(ACTION ITEM A) Reproduce the passage on cannon rounds, everything from "- In point detonate" down to "through the obstacle.".
(ACTION ITEM B) According to the passage on cannon rounds, what is the delay in point detonate delay mode intended to do?

(TEXT begins)

The XM1204 High Explosive Air Bursting with Tracer round is programmable. The gunner can select from three detonation modes.
- When in point detonate mode the projectile's high explosive detonates when it hits a target.
- In point detonate delay mode the high explosive detonates a brief instant after it hits a target. The delay is intended to let the projectile first penetrate a wall, and explode when it emerges on the other side.
- In air burst mode the cannon's aiming system programs the munition to explode in the air above the target. When the gunner aims their sight on the desired target, and presses their trigger halfway, the aiming system calculates the range to the target. They can then raise their sight slightly above the target, and when they pull the trigger all the way the aiming system will instruct the round to explode in the air above the target. Enemies hiding behind an obstacle can then be killed or wounded without blowing a hole through the obstacle.

The XM1203 Armor Piercing Fin Stabilized Discarding Sabot with Tracer. The projectile itself is 50 mm in diameter, encasing a long thin dart, designed to pierce armored vehicles. A light "sabot" grips the barrel's rifling, in order for the shell to get the full power of the expanding gas. Tracer rounds have a button of pyrotechnic chemical that leaves a trail to help a gunner observe the trajectory/path of the shot.

The XM1202 Target Practice-Tracer round is a full-bore training round 50 mm in diameter. With the intended purpose of drill firing and gun ballistic tests, the XM1202 round likely shares similar ballistic performance to the XM1204 HEAB-T round. Tracer rounds have a button of pyrotechnic chemical that leaves a trail to help a gunner observe the trajectory/path of the shot.

(TEXT ends)
(GIVEN ENTRIES begins)

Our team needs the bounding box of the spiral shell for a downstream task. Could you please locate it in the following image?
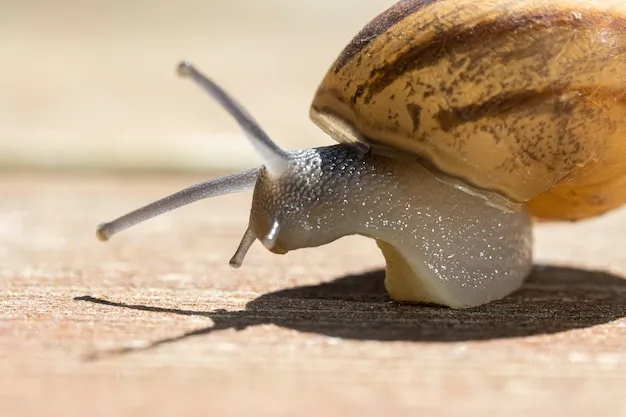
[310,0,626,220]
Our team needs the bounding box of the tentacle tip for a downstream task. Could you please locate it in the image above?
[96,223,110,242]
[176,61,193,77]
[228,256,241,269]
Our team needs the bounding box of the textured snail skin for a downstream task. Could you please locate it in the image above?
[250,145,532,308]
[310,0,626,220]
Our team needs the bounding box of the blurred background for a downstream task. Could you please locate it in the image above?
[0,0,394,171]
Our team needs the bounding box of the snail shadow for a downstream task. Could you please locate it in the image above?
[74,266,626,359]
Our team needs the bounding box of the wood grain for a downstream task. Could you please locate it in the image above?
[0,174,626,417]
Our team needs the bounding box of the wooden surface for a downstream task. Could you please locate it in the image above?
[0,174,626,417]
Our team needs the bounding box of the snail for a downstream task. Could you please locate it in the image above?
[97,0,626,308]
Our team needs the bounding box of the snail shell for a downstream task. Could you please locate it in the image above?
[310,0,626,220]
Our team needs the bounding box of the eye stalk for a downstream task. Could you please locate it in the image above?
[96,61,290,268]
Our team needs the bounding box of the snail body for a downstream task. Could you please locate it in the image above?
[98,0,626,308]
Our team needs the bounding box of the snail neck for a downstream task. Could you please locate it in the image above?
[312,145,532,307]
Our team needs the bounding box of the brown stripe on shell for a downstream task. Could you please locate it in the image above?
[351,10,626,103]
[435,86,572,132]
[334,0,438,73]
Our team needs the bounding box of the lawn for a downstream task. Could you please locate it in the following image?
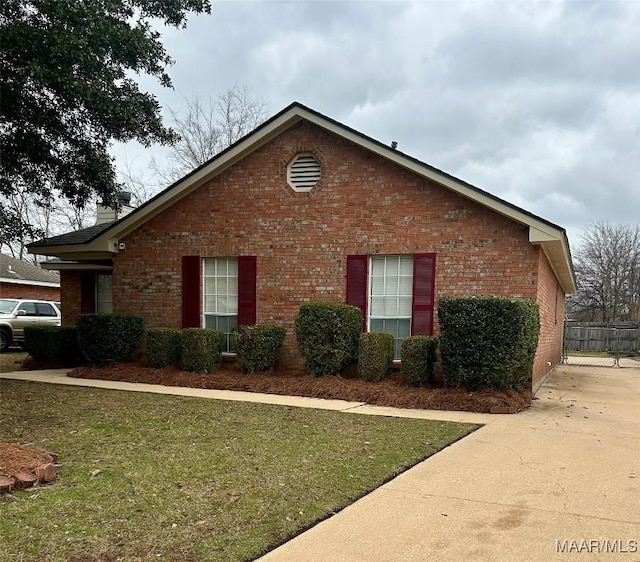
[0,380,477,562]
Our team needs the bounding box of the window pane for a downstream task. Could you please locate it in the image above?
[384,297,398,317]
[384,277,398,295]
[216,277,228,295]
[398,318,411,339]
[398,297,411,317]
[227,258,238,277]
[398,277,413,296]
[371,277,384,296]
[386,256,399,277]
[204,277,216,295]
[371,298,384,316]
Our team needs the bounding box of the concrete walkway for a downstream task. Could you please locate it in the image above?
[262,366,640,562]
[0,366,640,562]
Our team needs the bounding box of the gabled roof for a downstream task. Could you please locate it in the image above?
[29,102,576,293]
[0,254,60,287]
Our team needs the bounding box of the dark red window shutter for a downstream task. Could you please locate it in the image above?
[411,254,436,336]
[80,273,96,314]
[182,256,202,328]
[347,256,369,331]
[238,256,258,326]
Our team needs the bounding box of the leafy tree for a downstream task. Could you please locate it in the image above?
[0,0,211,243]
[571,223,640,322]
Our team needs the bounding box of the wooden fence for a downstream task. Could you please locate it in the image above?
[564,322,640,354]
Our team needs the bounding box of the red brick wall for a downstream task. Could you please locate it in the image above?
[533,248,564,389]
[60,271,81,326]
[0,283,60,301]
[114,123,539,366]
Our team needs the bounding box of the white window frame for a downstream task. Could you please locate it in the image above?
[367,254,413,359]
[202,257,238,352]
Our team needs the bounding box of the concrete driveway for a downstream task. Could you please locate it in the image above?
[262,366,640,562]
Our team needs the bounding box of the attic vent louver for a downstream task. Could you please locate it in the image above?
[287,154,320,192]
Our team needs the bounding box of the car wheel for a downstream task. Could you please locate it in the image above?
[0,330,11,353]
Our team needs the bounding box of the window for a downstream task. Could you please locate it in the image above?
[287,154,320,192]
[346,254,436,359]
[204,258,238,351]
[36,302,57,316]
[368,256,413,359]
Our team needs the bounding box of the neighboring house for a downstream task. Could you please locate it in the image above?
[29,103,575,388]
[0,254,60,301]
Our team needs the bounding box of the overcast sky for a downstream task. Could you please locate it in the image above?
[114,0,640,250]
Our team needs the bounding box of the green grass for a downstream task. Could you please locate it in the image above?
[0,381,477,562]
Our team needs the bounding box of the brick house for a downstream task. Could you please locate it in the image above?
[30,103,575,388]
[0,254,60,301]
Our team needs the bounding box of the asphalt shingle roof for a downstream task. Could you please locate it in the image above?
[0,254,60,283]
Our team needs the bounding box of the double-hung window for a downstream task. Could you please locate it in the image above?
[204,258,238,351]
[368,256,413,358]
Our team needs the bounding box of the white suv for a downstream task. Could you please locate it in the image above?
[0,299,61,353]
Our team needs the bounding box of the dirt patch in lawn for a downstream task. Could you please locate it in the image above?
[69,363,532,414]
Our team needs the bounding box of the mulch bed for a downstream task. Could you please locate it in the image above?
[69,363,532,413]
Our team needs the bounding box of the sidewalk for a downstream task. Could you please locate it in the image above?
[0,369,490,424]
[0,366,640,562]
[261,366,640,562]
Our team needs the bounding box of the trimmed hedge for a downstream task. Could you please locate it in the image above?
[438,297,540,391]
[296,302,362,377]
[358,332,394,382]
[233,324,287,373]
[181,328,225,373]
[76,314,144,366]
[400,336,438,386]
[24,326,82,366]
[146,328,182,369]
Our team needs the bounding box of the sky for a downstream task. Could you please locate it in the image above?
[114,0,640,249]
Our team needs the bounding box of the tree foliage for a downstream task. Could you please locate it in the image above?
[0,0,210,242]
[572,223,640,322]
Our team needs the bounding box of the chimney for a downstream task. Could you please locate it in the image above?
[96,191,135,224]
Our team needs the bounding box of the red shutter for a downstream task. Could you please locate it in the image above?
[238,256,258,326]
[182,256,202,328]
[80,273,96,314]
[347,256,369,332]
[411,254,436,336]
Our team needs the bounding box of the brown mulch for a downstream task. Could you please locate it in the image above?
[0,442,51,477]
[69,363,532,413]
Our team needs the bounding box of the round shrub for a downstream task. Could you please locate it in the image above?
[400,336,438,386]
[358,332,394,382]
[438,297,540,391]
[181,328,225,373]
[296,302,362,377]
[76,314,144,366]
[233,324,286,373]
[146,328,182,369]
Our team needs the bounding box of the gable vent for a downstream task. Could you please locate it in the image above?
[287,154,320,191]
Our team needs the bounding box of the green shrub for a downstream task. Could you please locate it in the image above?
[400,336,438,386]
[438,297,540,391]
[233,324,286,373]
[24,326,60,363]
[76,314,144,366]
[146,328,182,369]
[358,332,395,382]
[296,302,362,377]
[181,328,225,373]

(GIVEN ENTRIES ends)

(TASK ANSWER A)
- In point detonate delay mode the high explosive detonates a brief instant after it hits a target. The delay is intended to let the projectile first penetrate a wall, and explode when it emerges on the other side.
- In air burst mode the cannon's aiming system programs the munition to explode in the air above the target. When the gunner aims their sight on the desired target, and presses their trigger halfway, the aiming system calculates the range to the target. They can then raise their sight slightly above the target, and when they pull the trigger all the way the aiming system will instruct the round to explode in the air above the target. Enemies hiding behind an obstacle can then be killed or wounded without blowing a hole through the obstacle.

(TASK ANSWER B) It is intended to let the projectile first penetrate a wall and then explode when it emerges on the other side.